Rewrite the lines below, swapping "instance" for "occurrence" and leaving everything else unchanged.

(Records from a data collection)
* * *

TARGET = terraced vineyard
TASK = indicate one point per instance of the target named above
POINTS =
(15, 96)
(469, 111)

* * *

● **EXERCISE SOLUTION**
TARGET = terraced vineyard
TASK = indicate one point per occurrence of the target named above
POINTS =
(15, 96)
(469, 111)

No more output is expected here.